• Task requirements
1) Please retype the part of the Barcelona protest article from "Barcelona mayor pleads" up to and including "2017 secession attempt.".
2) For each statement about the Barcelona protest article, answer yes or no and quote the words of the article that decide it. (a) Mayor Ada Colau said Friday's violence was the worst so far. (b) The Supreme Court verdict sentenced nine separatist leaders to prison. (c) Fewer than 100,000 people gathered in downtown Barcelona on Friday.
3) Proceed with the Barcelona protest article, starting after its last sentence.

Barcelona mayor pleads for violence in Catalonia to stop
The mayor of riot-stricken Barcelona pleaded yesterday for calm after violent protests by Catalan separatists rocked Spain’s second largest city for a fifth consecutive night.
“This cannot continue. Barcelona does not deserve it,” Mayor Ada Colau told reporters, adding that Friday’s violence was the worst so far.
Police are bracing for more protests in the coming days.
Radical separatists have clashed with police every night in Barcelona and other Catalan cities following huge peaceful protests by people angered by last Monday’s Supreme Court verdict that sentenced nine separatist leaders to prison for their roles in a failed 2017 secession attempt.
More than 500,000 people gathered in downtown Barcelona on Friday in a massive show of support for the secession movement that is backed by roughly half of the wealthy northeastern region’s 5.5 million voters.
Before night fell, several hundred masked youths had surrounded the headquarters of the National Police and started a street battle that raged into the night in Barcelona, a popular tourist destination.

• Items

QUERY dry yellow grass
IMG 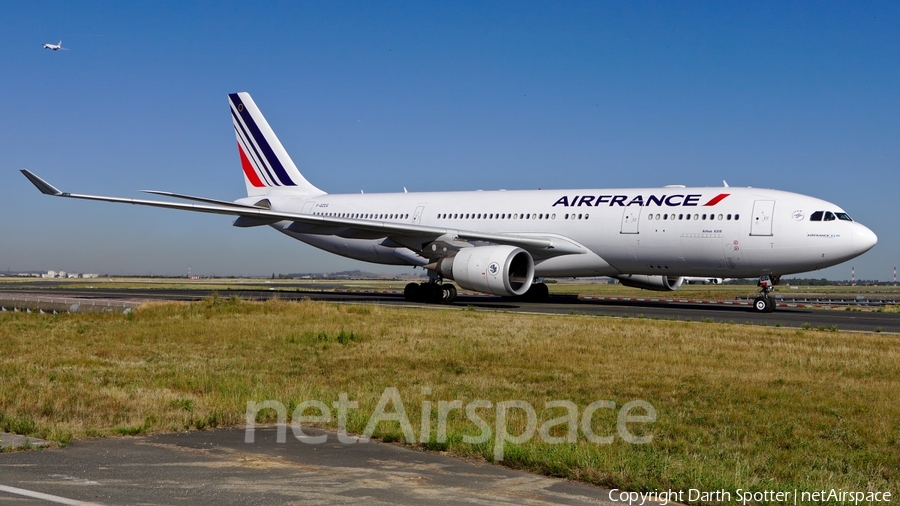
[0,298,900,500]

---

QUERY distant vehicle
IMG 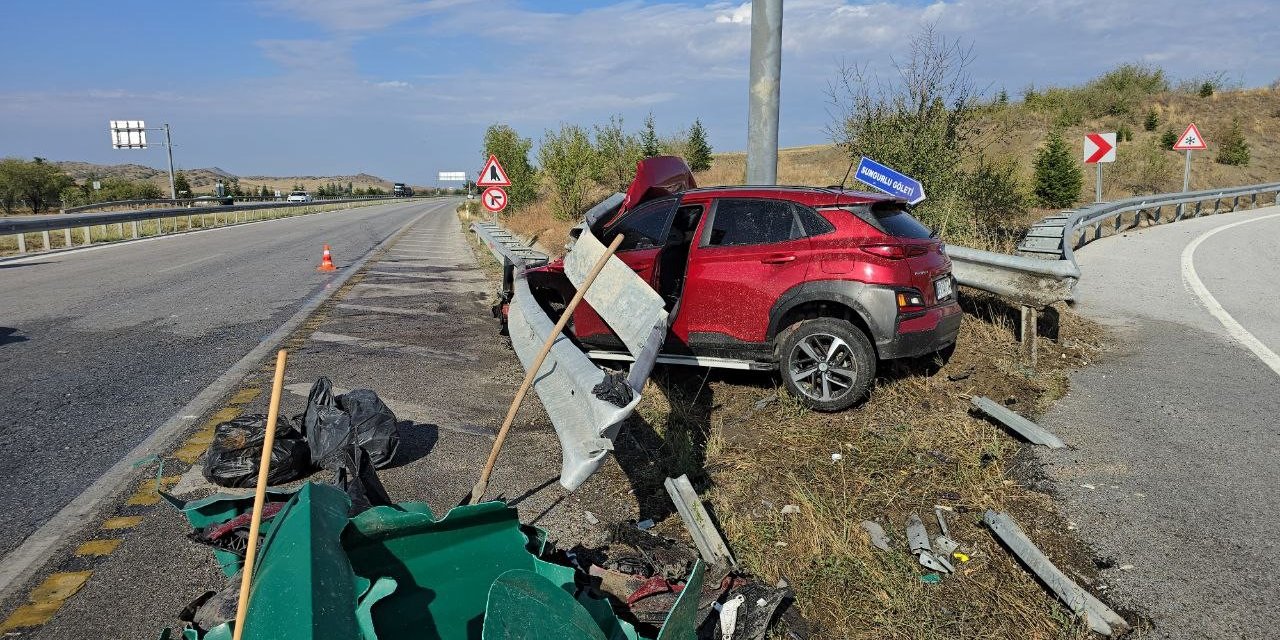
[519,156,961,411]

==

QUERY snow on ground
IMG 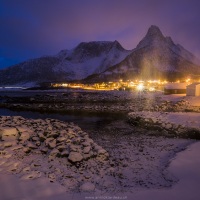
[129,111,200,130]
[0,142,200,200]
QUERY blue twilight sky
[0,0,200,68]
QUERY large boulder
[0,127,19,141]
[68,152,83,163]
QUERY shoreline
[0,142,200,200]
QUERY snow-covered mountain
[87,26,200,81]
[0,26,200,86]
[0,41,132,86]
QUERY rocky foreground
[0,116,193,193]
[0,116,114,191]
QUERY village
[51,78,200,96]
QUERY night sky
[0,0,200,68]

• Answers per task
1)
Barcelona mayor pleads for violence in Catalonia to stop
The mayor of riot-stricken Barcelona pleaded yesterday for calm after violent protests by Catalan separatists rocked Spain’s second largest city for a fifth consecutive night.
“This cannot continue. Barcelona does not deserve it,” Mayor Ada Colau told reporters, adding that Friday’s violence was the worst so far.
Police are bracing for more protests in the coming days.
Radical separatists have clashed with police every night in Barcelona and other Catalan cities following huge peaceful protests by people angered by last Monday’s Supreme Court verdict that sentenced nine separatist leaders to prison for their roles in a failed 2017 secession attempt.

2)
(a) Yes: "adding that Friday’s violence was the worst so far"
(b) Yes: "last Monday’s Supreme Court verdict that sentenced nine separatist leaders to prison"
(c) No: "More than 500,000 people gathered in downtown Barcelona on Friday"

3)
“The images of organised violence during the night in Barcelona have overshadowed the half a million people who demonstrated in a peaceful and civic manner to show they rejected the verdict,” said Catalan interior chief Miquel Buch, who oversees the regional police.
Rioters have burned hundreds of trash bins and hurled gasolene bombs, chunks of pavement and firecrackers, among other objects, at police. They have used nails to puncture the tyres of police vans.
Outnumbered officers in riot gear from both Catalonia’s regional police and Spain’s national police used tear gas and water cannon for the first time on Friday night to battle the rioters.
Residents and tourists have run for cover.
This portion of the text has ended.